• DESCRIPTION OF THE TASK
Set down every entry word for word. Omit the pictures.
>> Start MATERIAL SHOWN
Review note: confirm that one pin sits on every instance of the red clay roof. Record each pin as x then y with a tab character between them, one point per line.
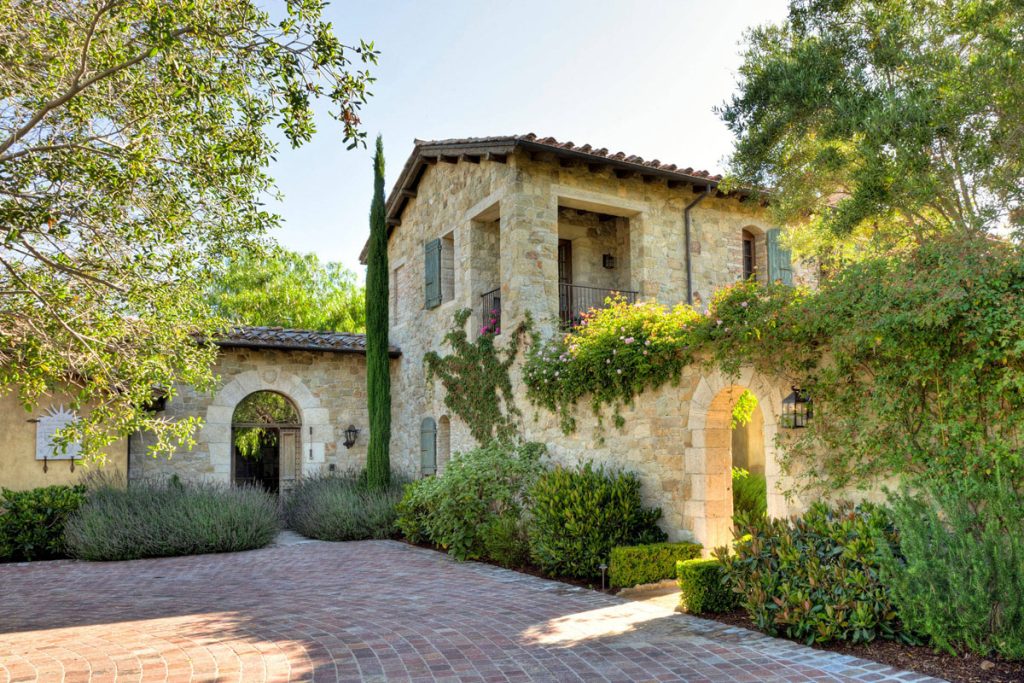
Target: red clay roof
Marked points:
473	148
297	340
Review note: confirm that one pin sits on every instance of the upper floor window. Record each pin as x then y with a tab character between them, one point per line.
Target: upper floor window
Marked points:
750	255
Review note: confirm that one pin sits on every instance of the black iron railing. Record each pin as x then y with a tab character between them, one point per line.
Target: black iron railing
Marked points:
574	300
491	312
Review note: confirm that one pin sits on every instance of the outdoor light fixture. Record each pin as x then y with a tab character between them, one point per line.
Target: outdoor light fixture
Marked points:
797	410
350	435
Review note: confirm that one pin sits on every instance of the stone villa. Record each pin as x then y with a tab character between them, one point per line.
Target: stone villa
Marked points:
511	225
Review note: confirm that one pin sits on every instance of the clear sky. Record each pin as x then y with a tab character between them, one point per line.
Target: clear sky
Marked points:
636	76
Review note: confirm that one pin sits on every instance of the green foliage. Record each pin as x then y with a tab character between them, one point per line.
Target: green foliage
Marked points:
742	411
816	579
475	377
378	365
887	123
750	495
286	289
577	516
482	493
343	508
633	565
32	522
615	353
134	138
156	519
704	587
958	577
260	408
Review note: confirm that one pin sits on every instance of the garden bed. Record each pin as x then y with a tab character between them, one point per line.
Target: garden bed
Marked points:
964	669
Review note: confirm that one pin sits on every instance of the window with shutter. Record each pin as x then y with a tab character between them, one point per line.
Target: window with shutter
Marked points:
779	259
432	273
428	446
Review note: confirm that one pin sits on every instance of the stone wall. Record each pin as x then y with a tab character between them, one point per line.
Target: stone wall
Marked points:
328	389
677	437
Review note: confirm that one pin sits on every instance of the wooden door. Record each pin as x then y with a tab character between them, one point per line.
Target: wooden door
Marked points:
291	459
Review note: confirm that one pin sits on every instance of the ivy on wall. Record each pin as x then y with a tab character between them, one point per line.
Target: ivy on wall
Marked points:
476	380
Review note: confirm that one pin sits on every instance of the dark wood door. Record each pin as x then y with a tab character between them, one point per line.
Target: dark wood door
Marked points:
565	305
565	261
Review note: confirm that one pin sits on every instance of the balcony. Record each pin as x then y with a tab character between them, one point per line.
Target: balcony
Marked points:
574	300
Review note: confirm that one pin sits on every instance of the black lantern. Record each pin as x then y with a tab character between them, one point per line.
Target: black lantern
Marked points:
797	410
350	435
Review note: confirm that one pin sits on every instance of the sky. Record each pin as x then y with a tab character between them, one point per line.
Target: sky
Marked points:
638	76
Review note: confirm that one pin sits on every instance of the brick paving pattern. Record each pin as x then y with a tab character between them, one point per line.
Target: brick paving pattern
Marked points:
376	610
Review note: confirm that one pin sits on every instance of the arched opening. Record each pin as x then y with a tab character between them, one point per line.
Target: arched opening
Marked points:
265	428
443	443
731	438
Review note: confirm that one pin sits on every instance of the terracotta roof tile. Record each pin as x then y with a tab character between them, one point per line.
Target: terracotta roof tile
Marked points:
304	340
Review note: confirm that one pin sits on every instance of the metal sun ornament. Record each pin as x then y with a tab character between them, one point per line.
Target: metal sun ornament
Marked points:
797	410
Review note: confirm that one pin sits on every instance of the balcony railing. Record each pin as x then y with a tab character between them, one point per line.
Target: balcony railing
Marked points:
574	300
491	312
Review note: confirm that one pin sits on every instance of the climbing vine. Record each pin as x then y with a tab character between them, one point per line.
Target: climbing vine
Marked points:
914	360
476	380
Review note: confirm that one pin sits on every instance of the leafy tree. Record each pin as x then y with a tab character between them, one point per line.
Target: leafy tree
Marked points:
885	123
133	140
378	371
290	290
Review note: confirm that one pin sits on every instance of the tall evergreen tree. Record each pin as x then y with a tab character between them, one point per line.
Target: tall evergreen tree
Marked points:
378	377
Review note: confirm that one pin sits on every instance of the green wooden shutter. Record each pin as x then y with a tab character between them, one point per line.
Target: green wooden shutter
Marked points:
779	258
428	446
432	270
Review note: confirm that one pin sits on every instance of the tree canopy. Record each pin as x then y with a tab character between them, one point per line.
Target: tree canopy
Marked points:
134	137
881	124
290	290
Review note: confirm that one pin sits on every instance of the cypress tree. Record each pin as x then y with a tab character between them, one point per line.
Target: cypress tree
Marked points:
378	375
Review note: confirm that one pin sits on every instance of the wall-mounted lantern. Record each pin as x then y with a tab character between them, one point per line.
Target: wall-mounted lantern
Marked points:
797	410
350	435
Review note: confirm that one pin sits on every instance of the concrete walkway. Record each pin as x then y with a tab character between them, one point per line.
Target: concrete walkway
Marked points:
376	610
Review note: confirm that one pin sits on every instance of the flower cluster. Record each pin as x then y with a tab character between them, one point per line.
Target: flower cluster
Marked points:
614	353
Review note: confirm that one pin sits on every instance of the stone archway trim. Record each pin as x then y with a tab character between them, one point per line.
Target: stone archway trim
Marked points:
216	433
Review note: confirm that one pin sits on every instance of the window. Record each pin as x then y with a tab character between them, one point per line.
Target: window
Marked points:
750	260
432	273
428	447
395	292
448	267
779	259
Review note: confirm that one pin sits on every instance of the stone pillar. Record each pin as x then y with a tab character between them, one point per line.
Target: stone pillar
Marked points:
529	253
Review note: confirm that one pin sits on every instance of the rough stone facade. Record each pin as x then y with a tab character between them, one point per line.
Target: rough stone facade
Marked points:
328	388
505	218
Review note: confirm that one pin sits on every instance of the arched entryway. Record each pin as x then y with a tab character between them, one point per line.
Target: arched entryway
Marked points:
709	508
265	432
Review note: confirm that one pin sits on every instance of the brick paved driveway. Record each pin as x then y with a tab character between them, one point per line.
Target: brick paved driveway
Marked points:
371	610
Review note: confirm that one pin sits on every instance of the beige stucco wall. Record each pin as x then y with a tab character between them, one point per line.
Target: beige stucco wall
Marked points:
18	467
675	436
328	389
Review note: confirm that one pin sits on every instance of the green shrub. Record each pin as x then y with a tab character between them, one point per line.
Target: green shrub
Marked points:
704	587
505	541
418	502
157	519
816	579
958	578
343	508
750	495
579	515
32	522
632	565
460	510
>> End MATERIAL SHOWN
• ANSWER TO THIS EXERCISE
Review note: confirm that one pin sits on every instance of the red clay roof. Record each pin as x then y with a tab character between them, one point per line.
Target: red clay roof
Marked points:
473	148
297	340
Review note: confirm that one pin sits on every instance of the upper floor window. Record each pin as x then y with a tab character between them, one point per line.
Target: upper floor window
Marked points:
750	255
Review note: confirm that one pin sits on every instance of the black iron railing. Record each pin as x then y with a tab character between them, one point per line.
Target: black iron railing
Marked points:
574	300
491	312
Review note: confirm that one pin sits on every instance of the outdoor light fixture. Record each pin as x then y with a tab character between them, one point per line.
Target: outdoor light fixture
Marked points:
797	410
350	435
Review note: confirm that one pin sits on every instance of the stone villa. Record each pin as x then y with a tab character between them, one point per line.
Target: stone villa
Marked points:
511	225
Review note: confirm that one pin sits on every instance of the clear sky. Record each pin as x then y with a tab character between them, one point per line.
Target: clear sky
Marked points:
636	76
Review note: confirm that one pin sits on every instance of the green foliage. Record each pin as x then y with a tab character between them, one point per line.
Target: green foliage
Marked points:
742	411
816	579
475	377
378	365
887	123
750	495
286	289
577	516
482	493
343	508
633	565
32	522
615	353
134	138
156	519
704	587
958	577
260	408
Review note: confirm that one pin sits on every instance of the garden bed. Record each pin as x then y with a tab character between them, one point per line.
Target: garden bed
Marked points:
964	669
Review note: confirm that one pin sits on every instance of the window with shutter. Record each pin as x then y with a tab character between them, one point per line.
Target: window with shutter
Marked points:
779	259
432	273
428	446
Review note: confirm that one pin sits on every instance of the stone wall. Record each pin as x then y with a tab character between them, one point per line.
Target: stone wall
Marked points:
328	389
677	437
Review note: confirm that one pin sits on every instance of the wooden door. Record each pin as x then y with a tab character between them, one point per line.
Target: wooden door
Marked points:
291	459
Review note: confirm that one pin sits on every instance of the ivy on wall. Record each pin as x then y with a tab character between them, one point per line.
Target: ivy on wall
Marked points:
476	380
Review note: confirm that one pin sits on every instance of the dark wood door. Record each pin as x then y with a tab character between them, one point per line.
Target: dark wood door
Marked points:
565	305
565	261
Review note: confirm that one pin sits on every instance of the balcony. Record each pin as x then y with a tab character between them, one point per line.
Target: balcony
Marked points:
574	300
Review note: confirm that one pin sits on every instance of the black lantern. Record each pin as x then y with a tab character between them, one point per line.
Target: black lantern
Marked points:
797	410
350	435
Review note: confirm that one pin sits on every instance of the sky. Record each pin as x then y with a tab character between them, one point per line.
Target: sky
Marked points:
638	76
Review note: confirm that one pin sits on every instance of the brick paving pattern. Record each pin as x then y with a tab character between them, one point per line.
Target: brick paving pattern
Marked points:
376	610
Review note: confirm that one pin sits on every instance of the arched opening. Record each pin as x then y with a tab character between them, one point per line.
Target: arched opening
Marked points:
265	428
443	443
731	438
Review note: confirm that one pin sits on every instance of the terracotta roof tile. Record each pin as x then y with a tab character between them, one point per line.
Target: terracotta roof tile
Marked points:
304	340
Review note: confirm that one pin sits on every instance of the metal sun ornament. Record each pin as x then y with a tab character between them, one point per line.
Target: metal sun ornament
Marked points:
797	410
Review note: confirm that one pin sits on every instance of the balcony railing. Record each pin as x then y with a tab character between them, one point per line.
Target: balcony railing
Marked points:
574	300
491	312
Review note: confirm that one pin sits on every instance of the climbing vine. Record each pin as x then y with a tab character between them, one point per line.
Target: climbing vine
Marked points:
914	360
476	380
Review note: confirm that one pin sits on every instance of the leafy tree. Record each pin as x then y with a tab character between them, one point per line.
Target: leafy tree
Marked points:
885	123
133	140
378	371
290	290
Review note: confirm that one pin sits on every instance of the tall evergreen tree. Record each pin as x then y with a tab character between them, one point per line.
Target: tall evergreen tree
Marked points:
378	377
Review note: confirm that one pin sits on every instance of the green wooden shutter. Record each pin as x then y with a tab character between them, one point per line.
Target: green wooden shutter
Marked points:
779	258
428	446
432	270
Review note: confirm that one pin sits on every instance of the tree canopy. Record each pin as x then y with a tab character between them, one point per line.
Target: tree canopy
Marked points:
134	137
881	124
290	290
Review note: confirm that one pin sits on every instance of the cypress tree. Record each pin as x then y with a tab character between them, one point per line.
Target: cypress tree
Marked points:
378	375
Review note: confirm that one pin sits on every instance of the wall-mounted lantern. Record each pin as x then y with a tab character between them, one point per line.
Target: wall-mounted lantern
Marked points:
797	410
350	435
Review note: confirm that one pin sits on every instance of the concrete walkway. Record each pin as x then y with a tab character between them, one point per line.
Target: concrete walkway
Marked points:
376	610
Review note: confirm that one pin sits on every instance of the flower cluster. Record each pin as x then y with a tab character between them, one point per line.
Target: flower cluster
Marked points:
614	353
Review note: confirm that one pin sits on every instance of the stone archway trim. Record each pin as x then y with a tab character between them, one point per line.
Target: stone archway trim
Marked points:
216	433
Review note: confirm that one pin sits on every instance of the window. Record each pin as x then y with a tab character between them, one point per line.
Target: window
Marked points:
750	260
432	273
428	447
395	292
448	267
779	259
Review note: confirm that one pin sits on every instance of the stone pillar. Record each pin as x then y with a tab character between them, one point per line.
Target: stone pillar
Marked points:
529	253
Review note: confirm that one pin sits on every instance of the rough stone facade. Record each pin as x then y with a tab character between them, one point per line.
Target: rough stone facade
Marked points:
328	388
505	218
Review note: confirm that one pin sits on every instance of the arched entryway. Record each pin as x then y with a tab character between them, one point per line.
Target: arched entryway
Marked points:
709	508
265	432
Review note: confirm that one pin sits on every instance of the brick paved driveway. Record each pin as x then y with a tab character between them, one point per line.
Target: brick paved driveway
Marked points:
371	610
Review note: confirm that one pin sits on every instance of the beige stucco wall. Record each pin as x then y with a tab character between them, one point per line.
Target: beige stucco wall
Marked points:
18	467
675	436
328	389
Review note: confirm that one pin sits on every instance of the green shrub. Record each pin as x then y with a tab character between them, one point per line.
Target: green shrub
Marked points:
704	587
505	541
418	502
157	519
816	579
958	578
343	508
750	495
579	515
32	522
632	565
460	510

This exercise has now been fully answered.